** Supplied material follows **

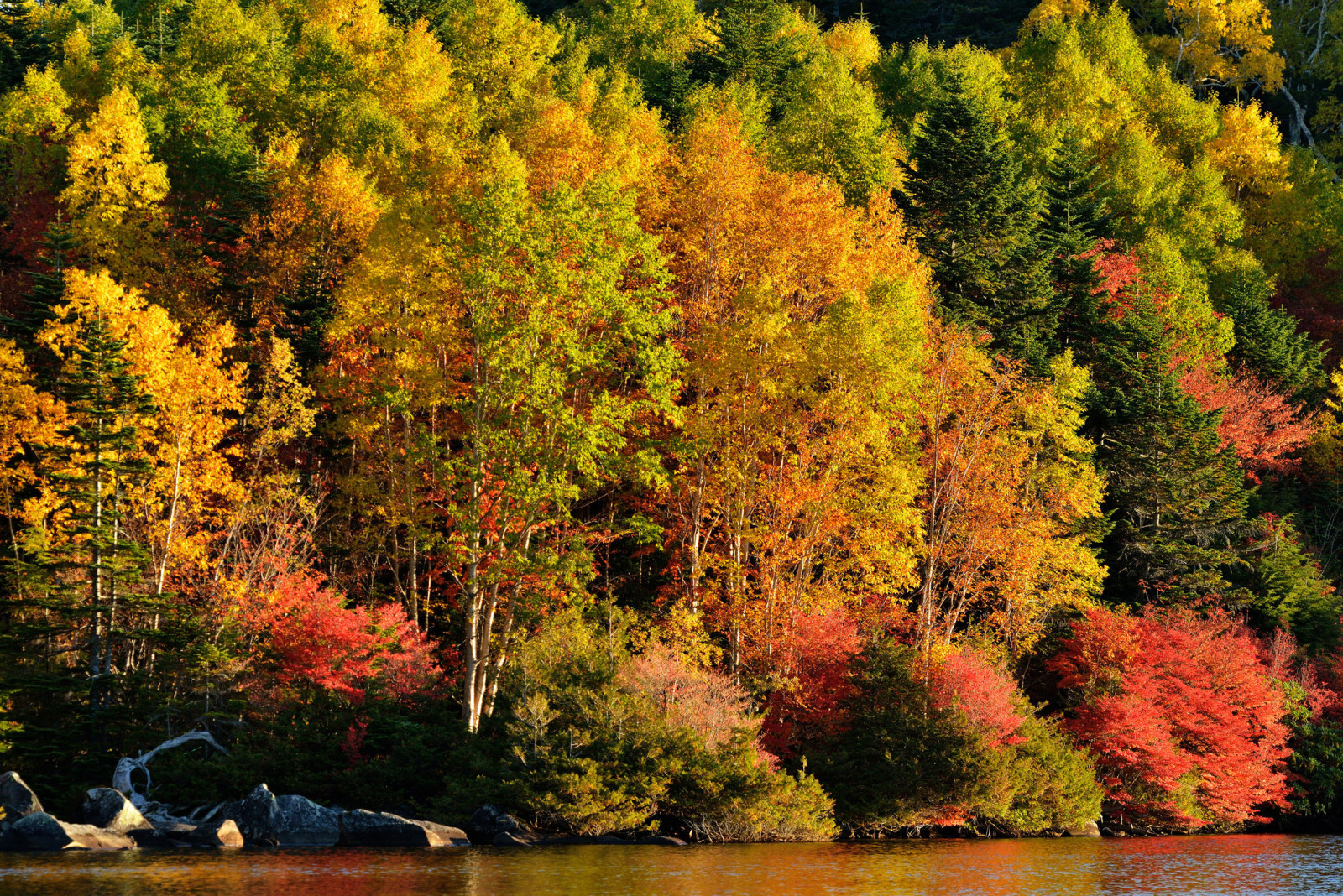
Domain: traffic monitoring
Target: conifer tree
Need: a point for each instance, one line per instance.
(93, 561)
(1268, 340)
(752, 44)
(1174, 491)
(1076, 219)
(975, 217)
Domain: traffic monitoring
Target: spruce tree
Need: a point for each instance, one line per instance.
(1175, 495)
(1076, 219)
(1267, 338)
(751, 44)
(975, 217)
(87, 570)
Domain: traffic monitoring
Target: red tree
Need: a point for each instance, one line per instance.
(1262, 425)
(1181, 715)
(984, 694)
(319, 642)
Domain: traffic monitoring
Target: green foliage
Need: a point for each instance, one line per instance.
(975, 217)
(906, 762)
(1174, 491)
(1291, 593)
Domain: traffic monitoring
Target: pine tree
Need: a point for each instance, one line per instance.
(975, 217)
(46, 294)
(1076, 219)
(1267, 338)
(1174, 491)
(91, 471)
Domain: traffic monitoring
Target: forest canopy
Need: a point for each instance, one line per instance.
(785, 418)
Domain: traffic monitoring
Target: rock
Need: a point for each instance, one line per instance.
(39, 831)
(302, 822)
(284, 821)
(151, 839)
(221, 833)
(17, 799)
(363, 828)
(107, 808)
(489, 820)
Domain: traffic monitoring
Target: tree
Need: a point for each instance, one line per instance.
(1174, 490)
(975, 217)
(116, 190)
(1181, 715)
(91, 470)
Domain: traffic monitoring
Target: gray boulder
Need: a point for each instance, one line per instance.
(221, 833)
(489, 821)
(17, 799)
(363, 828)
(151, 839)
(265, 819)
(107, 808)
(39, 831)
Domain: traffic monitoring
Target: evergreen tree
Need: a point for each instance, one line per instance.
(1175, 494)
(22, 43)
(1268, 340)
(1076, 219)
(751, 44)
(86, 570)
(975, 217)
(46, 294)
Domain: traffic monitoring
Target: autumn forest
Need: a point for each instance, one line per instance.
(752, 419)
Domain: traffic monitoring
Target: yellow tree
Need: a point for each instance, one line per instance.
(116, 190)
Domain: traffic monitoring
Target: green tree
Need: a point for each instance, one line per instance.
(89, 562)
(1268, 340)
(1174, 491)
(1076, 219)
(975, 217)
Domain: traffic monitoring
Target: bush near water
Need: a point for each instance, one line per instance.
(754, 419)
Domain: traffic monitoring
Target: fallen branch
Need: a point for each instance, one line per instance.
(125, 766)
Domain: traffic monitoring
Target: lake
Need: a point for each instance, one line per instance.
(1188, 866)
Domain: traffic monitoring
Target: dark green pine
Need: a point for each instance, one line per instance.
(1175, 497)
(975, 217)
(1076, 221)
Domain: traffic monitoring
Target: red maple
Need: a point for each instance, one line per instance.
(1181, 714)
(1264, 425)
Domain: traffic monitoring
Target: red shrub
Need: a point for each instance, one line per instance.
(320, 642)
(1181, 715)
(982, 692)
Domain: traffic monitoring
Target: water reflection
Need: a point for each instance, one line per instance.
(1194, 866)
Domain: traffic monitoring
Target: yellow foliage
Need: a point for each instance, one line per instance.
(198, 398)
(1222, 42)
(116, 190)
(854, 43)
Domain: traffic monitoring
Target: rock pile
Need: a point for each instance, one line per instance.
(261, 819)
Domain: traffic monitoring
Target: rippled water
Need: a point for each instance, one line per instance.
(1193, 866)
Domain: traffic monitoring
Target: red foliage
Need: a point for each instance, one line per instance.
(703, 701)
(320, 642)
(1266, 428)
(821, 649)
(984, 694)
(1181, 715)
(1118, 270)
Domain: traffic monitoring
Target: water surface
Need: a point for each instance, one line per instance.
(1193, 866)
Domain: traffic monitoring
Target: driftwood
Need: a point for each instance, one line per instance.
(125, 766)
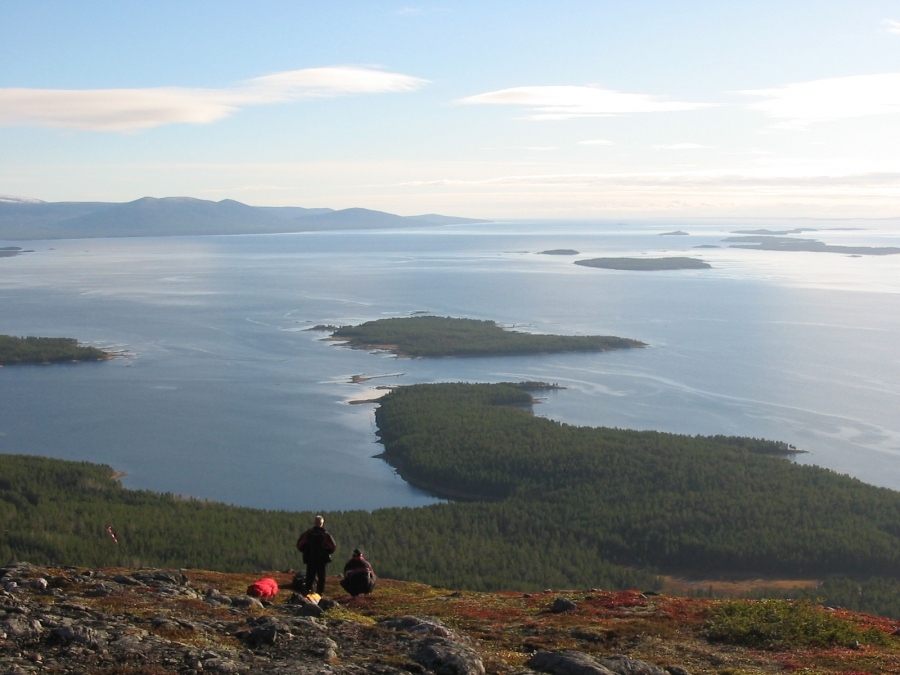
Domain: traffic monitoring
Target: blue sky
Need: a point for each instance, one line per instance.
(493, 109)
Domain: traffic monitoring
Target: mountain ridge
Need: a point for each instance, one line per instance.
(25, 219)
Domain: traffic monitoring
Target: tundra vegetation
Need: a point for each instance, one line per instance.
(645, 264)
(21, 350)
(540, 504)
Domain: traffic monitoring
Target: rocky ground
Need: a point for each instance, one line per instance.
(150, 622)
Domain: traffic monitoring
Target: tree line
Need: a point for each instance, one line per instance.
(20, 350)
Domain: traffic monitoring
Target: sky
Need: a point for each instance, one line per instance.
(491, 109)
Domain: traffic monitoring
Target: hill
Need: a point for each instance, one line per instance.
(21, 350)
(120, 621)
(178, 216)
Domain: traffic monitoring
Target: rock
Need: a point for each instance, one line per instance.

** End of Supplied material **

What you should produce is an exact copy of the records, with the pictures left out.

**Completed task**
Domain: traffic monitoring
Target: conifer tree
Need: a point for each instance, one line per instance.
(93, 561)
(1268, 340)
(752, 44)
(1174, 491)
(1076, 219)
(975, 217)
Domain: traffic monitoring
Target: spruce tree
Need: a point for each instance, one line per instance.
(1175, 495)
(1076, 219)
(1267, 338)
(751, 44)
(975, 217)
(87, 570)
Domain: traffic monitoring
Target: red tree
Need: a point for each instance, one line per instance.
(1262, 425)
(1181, 715)
(984, 694)
(319, 642)
Domain: traffic monitoring
Target: green foliage
Need: a point for each instance, one line per instance.
(975, 217)
(906, 762)
(1174, 491)
(1291, 593)
Domain: traffic monitoring
Target: pine tree
Need: a point for each instance, one line per instance.
(975, 217)
(46, 294)
(1076, 219)
(1267, 338)
(1174, 491)
(91, 471)
Domain: traffic monitoring
Target: forest canopy
Need: a point for each instance, one line per instance.
(785, 418)
Domain: traffic monitoring
Target: rock
Need: a point for each instance, one line per instance.
(39, 831)
(302, 822)
(284, 821)
(151, 839)
(221, 833)
(17, 799)
(363, 828)
(107, 808)
(489, 820)
Domain: traffic monitoring
Target: tree
Need: a point for each instance, one line per instance.
(1174, 490)
(975, 217)
(116, 190)
(1181, 715)
(91, 470)
Domain: traffic monitoring
Target: gray boulder
Need: a point for each instance, one line per instance.
(221, 833)
(489, 821)
(17, 799)
(363, 828)
(151, 839)
(265, 819)
(107, 808)
(39, 831)
Domain: traffic monitoring
Target: evergreen tree
Need: a point for each instance, one line per instance.
(1175, 494)
(22, 43)
(1268, 340)
(1076, 219)
(751, 44)
(86, 570)
(975, 217)
(46, 294)
Domain: traffic monitoring
Target: autumn forest
Need: a point for each instance, one line per instance.
(752, 419)
Domain: traffic monitoring
Target: yellow tree
Need: a point for each instance, one line per instance.
(116, 190)
Domain: traffic monitoring
Target: green tree
Need: a point for each instance, one line per instance.
(89, 562)
(1268, 340)
(1174, 491)
(1076, 219)
(975, 217)
Domain: traffic monitoring
Target: bush near water
Need: a point for each instance, one line per instance.
(754, 419)
Domain: traffic monitoring
Target: fallen branch
Need: a point for each instance, one line per instance.
(125, 766)
Domain: traffic monitoring
Target: lake
Need: a point for each instance, one line per instance.
(1188, 866)
Domain: traffic monitoring
Target: dark green pine
Need: a point for each instance, one line per instance.
(1175, 497)
(975, 217)
(1076, 221)
Domain: traffic monitoring
Target: red maple
Need: a point for each instance, one line per instance.
(1181, 714)
(1264, 425)
Domain: traffic monitoring
Target: red shrub
Need: a point for each instance, one line per instance.
(320, 642)
(1181, 715)
(982, 692)
Domain: traffic monitoring
Target: water reflection
Need: a point for each instance, one line per instance.
(1194, 866)
Domain: traffic monitoring
Target: yellow foliage
Need: a point for each instance, one line per instance.
(198, 398)
(1222, 42)
(116, 190)
(854, 43)
Domain: traffic monitoring
Target: rock pile
Need: a point for each instance, one line per instance.
(261, 819)
Domain: traffic monitoring
Target: rippled water
Need: a point for each instance, one line per instance.
(1193, 866)
Domain: traffic monitoring
Target: red foliage
Need: a point for each instance, one line per instance.
(703, 701)
(320, 642)
(1266, 428)
(821, 649)
(984, 694)
(1181, 715)
(1118, 270)
Domain: traffic monitoring
Target: water surface
Need: a point for each instance, one line per instance.
(1193, 866)
Domain: traffic monitoring
Target: driftwood
Need: a point for each instance, one line per instance.
(125, 766)
Domain: traffic monitoring
Target: blue sky
Need: a point for each instance, one line per instance.
(493, 109)
Domain: traffic monitoring
Target: mountain ridge
Need: a point for each instance, one line per instance.
(25, 219)
Domain: traffic monitoring
Target: tundra vegetation
Need: a point for each instance, one line per instance.
(645, 264)
(21, 350)
(540, 504)
Domain: traffic monitoring
Target: rocky ground
Need: a point for each instance, one line per instance.
(150, 622)
Domain: traffic monitoring
Target: tree line
Need: a point for each instance, one line per instance.
(20, 350)
Domain: traffic monitoring
Target: sky
Need: a point for each instance, one line per instance.
(491, 109)
Domain: traffic monitoring
Target: hill
Need: a point for each instance, one line per instance.
(21, 350)
(120, 621)
(178, 216)
Domain: traffic monitoring
Target: rock
Need: a point for each instance, one line per instance.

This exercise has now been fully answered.